▶ **TO BE DONE**
Copy only the items from the line with "the green vegetation." to the line with "[(125, 104), (192, 111), (234, 115)]", with both of those lines included. Shift every x and y coordinate in their answers by -77, and leave all other wording unchanged.
____ RECORDS TO PROCESS
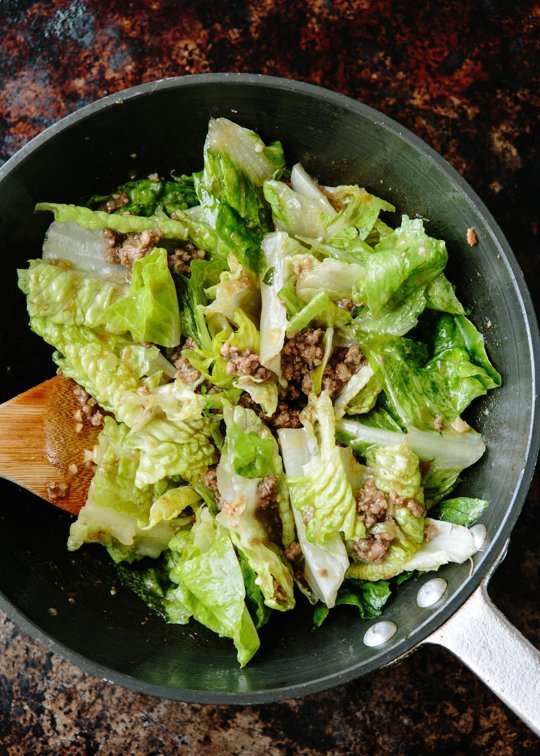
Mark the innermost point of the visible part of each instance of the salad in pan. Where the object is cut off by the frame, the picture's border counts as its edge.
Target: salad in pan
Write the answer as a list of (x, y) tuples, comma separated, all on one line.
[(279, 374)]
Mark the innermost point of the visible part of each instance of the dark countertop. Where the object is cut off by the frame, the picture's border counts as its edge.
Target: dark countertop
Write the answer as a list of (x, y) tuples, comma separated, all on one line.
[(461, 76)]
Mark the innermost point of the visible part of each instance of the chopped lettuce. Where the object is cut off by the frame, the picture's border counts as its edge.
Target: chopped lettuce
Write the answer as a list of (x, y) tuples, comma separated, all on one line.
[(453, 543), (210, 585), (405, 262), (461, 511), (148, 196), (117, 514), (189, 477), (324, 564), (150, 312), (239, 473), (322, 493), (368, 597)]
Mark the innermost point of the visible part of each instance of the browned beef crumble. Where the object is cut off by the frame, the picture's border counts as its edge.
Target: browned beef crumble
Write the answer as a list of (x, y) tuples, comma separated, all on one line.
[(115, 202), (126, 248), (371, 504), (89, 408), (267, 493), (244, 362), (342, 365), (302, 354), (375, 506), (293, 552), (180, 258), (285, 416), (373, 548)]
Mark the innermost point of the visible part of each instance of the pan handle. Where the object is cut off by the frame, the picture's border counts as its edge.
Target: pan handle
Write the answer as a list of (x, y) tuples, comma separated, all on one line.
[(484, 640)]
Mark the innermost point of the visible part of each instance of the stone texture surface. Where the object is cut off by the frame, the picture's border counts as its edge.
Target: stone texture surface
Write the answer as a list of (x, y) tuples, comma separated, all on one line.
[(460, 75)]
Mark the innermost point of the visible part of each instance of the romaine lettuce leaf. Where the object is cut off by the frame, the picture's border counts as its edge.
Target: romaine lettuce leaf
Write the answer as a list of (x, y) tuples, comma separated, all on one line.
[(210, 584), (454, 543), (150, 312), (369, 599), (117, 513), (237, 290), (184, 226), (322, 493), (326, 564), (276, 248), (146, 196), (404, 264), (238, 512), (67, 296), (236, 163), (461, 511)]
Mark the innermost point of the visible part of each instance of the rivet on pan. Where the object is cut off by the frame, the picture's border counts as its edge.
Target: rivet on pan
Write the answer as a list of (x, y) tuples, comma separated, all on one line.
[(379, 633), (478, 533), (431, 592)]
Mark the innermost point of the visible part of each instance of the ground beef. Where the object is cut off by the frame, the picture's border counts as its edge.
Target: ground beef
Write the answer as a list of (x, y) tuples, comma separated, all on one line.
[(342, 365), (115, 202), (180, 258), (244, 362), (302, 353), (126, 248), (285, 417), (293, 552), (89, 409), (371, 504), (372, 548), (414, 505), (305, 351), (267, 493)]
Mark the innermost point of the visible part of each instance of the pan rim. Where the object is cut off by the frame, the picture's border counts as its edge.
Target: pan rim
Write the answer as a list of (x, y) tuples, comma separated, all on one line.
[(499, 539)]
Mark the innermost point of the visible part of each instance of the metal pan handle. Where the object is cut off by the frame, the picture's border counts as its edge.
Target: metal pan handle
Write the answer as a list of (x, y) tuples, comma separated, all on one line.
[(492, 648)]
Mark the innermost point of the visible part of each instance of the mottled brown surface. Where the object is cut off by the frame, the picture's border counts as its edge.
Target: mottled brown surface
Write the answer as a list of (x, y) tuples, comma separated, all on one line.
[(461, 76)]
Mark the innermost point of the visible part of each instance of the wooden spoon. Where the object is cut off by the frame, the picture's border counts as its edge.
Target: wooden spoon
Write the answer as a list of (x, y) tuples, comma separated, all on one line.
[(43, 437)]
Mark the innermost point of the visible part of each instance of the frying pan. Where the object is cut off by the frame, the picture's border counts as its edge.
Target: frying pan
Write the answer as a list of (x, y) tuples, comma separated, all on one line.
[(65, 600)]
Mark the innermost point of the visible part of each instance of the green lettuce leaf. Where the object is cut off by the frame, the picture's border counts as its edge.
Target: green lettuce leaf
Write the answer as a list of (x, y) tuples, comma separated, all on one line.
[(322, 493), (210, 584), (146, 197), (67, 296), (184, 226), (239, 514), (404, 264), (236, 163), (324, 565), (117, 513), (460, 358), (150, 312), (461, 511), (368, 597)]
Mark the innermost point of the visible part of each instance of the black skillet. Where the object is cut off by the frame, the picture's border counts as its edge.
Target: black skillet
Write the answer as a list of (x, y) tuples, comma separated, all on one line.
[(162, 125)]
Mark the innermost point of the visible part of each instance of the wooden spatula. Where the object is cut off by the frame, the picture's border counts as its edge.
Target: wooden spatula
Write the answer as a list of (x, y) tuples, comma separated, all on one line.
[(43, 437)]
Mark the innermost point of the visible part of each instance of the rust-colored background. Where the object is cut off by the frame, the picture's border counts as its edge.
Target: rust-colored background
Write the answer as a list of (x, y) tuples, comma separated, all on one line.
[(461, 75)]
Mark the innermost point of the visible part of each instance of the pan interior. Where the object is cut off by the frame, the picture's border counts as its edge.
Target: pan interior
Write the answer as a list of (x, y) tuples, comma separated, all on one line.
[(339, 142)]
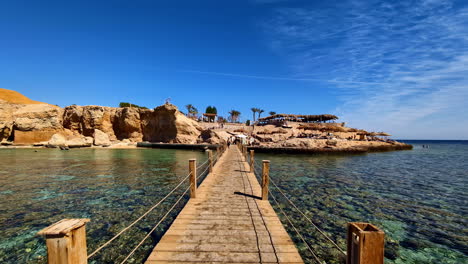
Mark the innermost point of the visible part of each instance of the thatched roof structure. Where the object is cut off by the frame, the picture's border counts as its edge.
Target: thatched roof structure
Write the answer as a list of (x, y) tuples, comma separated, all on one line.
[(323, 127), (298, 118), (383, 134)]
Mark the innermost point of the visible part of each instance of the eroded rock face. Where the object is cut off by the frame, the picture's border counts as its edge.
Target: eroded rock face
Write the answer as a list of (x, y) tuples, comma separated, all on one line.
[(85, 119), (38, 117), (34, 123), (56, 141), (101, 138), (167, 124), (127, 124)]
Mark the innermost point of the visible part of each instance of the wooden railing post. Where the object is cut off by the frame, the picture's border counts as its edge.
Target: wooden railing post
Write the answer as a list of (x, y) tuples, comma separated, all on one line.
[(66, 242), (193, 178), (252, 161), (210, 158), (365, 244), (265, 179)]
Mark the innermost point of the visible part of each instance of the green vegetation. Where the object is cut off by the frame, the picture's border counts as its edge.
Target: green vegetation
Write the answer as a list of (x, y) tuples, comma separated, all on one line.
[(125, 104), (192, 111), (234, 115)]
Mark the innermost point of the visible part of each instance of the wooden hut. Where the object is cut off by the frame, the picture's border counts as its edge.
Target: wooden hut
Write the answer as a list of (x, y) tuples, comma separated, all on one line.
[(208, 117), (280, 119)]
________
▶ **PROBLEM SOLUTION**
Mark the innermost point of the visible part of each instance of the green vegetation. Where the object is cut off by the frame, the picture's border counts as its edge.
Target: green vegetation
Write the answer as a list of (x, y) tuples, comma separated, all on one line.
[(48, 27), (115, 34), (157, 38)]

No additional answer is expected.